- Task goal: Rewrite every line of the records below as a Markdown table with the columns "Row" and "Line." Number the rows in order and leave out blank lines.

[Records from a data source]
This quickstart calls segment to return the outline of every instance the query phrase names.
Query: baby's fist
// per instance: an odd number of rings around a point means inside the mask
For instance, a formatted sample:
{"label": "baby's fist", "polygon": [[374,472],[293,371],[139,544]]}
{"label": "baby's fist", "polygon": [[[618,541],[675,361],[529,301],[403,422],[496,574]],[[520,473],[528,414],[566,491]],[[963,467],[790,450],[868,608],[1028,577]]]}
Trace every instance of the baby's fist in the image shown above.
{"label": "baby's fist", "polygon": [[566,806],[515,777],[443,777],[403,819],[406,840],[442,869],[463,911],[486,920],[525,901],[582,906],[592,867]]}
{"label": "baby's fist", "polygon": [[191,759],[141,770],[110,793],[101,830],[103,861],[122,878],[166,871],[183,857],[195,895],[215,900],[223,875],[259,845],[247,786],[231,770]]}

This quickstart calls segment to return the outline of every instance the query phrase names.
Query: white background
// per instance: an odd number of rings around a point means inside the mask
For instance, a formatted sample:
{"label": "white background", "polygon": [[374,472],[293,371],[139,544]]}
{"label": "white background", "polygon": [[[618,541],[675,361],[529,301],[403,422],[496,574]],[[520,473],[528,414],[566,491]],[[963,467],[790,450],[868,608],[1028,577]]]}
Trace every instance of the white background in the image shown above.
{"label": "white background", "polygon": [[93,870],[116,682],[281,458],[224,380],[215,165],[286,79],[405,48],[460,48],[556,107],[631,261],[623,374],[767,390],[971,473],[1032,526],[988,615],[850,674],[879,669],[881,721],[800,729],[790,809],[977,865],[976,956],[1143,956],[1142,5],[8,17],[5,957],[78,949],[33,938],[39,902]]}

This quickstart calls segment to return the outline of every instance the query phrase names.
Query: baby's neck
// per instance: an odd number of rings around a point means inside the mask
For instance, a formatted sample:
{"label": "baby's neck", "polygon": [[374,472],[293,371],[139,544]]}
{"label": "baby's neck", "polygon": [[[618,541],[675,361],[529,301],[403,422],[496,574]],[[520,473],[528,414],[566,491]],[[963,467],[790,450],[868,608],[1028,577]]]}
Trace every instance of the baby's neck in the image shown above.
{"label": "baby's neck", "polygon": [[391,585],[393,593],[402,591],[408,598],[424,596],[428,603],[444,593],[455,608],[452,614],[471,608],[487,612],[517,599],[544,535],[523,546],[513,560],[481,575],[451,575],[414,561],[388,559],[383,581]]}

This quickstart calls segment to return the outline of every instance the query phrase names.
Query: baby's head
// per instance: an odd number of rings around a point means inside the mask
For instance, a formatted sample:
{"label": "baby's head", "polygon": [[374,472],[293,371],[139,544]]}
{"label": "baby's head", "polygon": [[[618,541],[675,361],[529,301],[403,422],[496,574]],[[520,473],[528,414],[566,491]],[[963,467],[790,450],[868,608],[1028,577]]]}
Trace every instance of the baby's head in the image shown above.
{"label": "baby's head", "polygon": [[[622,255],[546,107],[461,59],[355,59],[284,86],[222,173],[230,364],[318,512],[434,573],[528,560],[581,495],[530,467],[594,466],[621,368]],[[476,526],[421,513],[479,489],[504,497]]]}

- Complete answer:
| Row | Line |
|---|---|
| 1 | This quickstart calls segment to return the outline of every instance the query phrase names. |
| 2 | Query: baby's fist |
| 3 | // per instance: an odd number of rings around a point means inside the mask |
| 4 | For instance, a formatted sample: |
| 5 | {"label": "baby's fist", "polygon": [[374,472],[293,371],[139,544]]} |
| 6 | {"label": "baby's fist", "polygon": [[[618,541],[675,361],[529,301],[403,422],[496,574]],[[520,473],[528,414],[566,491]],[[963,467],[790,450],[868,608],[1028,577]]]} |
| 7 | Trace every instance of the baby's fist in the image shown above. |
| 8 | {"label": "baby's fist", "polygon": [[566,806],[515,777],[443,777],[403,819],[406,840],[442,869],[463,911],[486,920],[525,901],[582,906],[592,867]]} |
| 9 | {"label": "baby's fist", "polygon": [[191,759],[141,770],[110,793],[101,830],[103,861],[122,878],[166,871],[183,857],[195,895],[215,900],[223,875],[259,845],[247,786],[231,770]]} |
| 10 | This quickstart calls segment to return the outline of every instance the query phrase names. |
| 11 | Query: white background |
| 12 | // per instance: an odd number of rings around a point means inside the mask |
| 13 | For instance, a formatted sample: |
| 14 | {"label": "white background", "polygon": [[374,472],[293,371],[139,544]]} |
| 15 | {"label": "white background", "polygon": [[[618,541],[675,361],[529,301],[403,422],[496,574]],[[520,473],[528,414],[566,491]],[[963,467],[790,450],[868,608],[1028,577]]]} |
| 16 | Trace every instance of the white background in the image shown above. |
| 17 | {"label": "white background", "polygon": [[93,870],[116,682],[281,458],[224,380],[215,165],[286,79],[405,48],[460,48],[556,107],[631,261],[623,374],[767,390],[971,473],[1032,526],[988,615],[850,674],[879,669],[881,721],[800,729],[790,809],[977,865],[976,956],[1143,956],[1142,5],[8,17],[5,957],[78,949],[33,938],[39,902]]} |
| 18 | This quickstart calls segment to return the outline of every instance the query phrase names. |
| 19 | Query: baby's neck |
| 20 | // per instance: an odd number of rings around a point means inside the mask |
| 21 | For instance, a formatted sample: |
| 22 | {"label": "baby's neck", "polygon": [[374,472],[293,371],[139,544]]} |
| 23 | {"label": "baby's neck", "polygon": [[[618,541],[675,361],[529,301],[403,422],[496,574]],[[520,473],[528,414],[566,491]],[[963,467],[790,450],[868,608],[1028,577]]]} |
| 24 | Trace every instance of the baby's neck in the image shown above. |
| 25 | {"label": "baby's neck", "polygon": [[391,585],[393,593],[402,591],[408,598],[424,596],[428,603],[444,593],[455,608],[452,614],[471,608],[487,612],[517,599],[544,535],[523,546],[513,560],[481,575],[451,575],[414,561],[388,559],[383,581]]} |
| 26 | This quickstart calls segment to return the outline of every instance the query phrase names. |
| 27 | Query: baby's head |
| 28 | // per instance: an odd number of rings around a point means inside the mask |
| 29 | For instance, a formatted sample: |
| 30 | {"label": "baby's head", "polygon": [[374,472],[293,371],[139,544]]} |
| 31 | {"label": "baby's head", "polygon": [[[618,541],[675,361],[529,301],[403,422],[496,574]],[[520,473],[528,414],[566,491]],[[963,467],[790,450],[868,608],[1028,577]]]} |
| 32 | Trace every instance of the baby's head in the image shown above. |
| 33 | {"label": "baby's head", "polygon": [[[622,255],[546,107],[461,59],[355,59],[284,86],[222,173],[230,364],[318,512],[434,573],[528,560],[581,495],[530,467],[594,466],[621,368]],[[476,526],[421,513],[479,489],[504,497]]]} |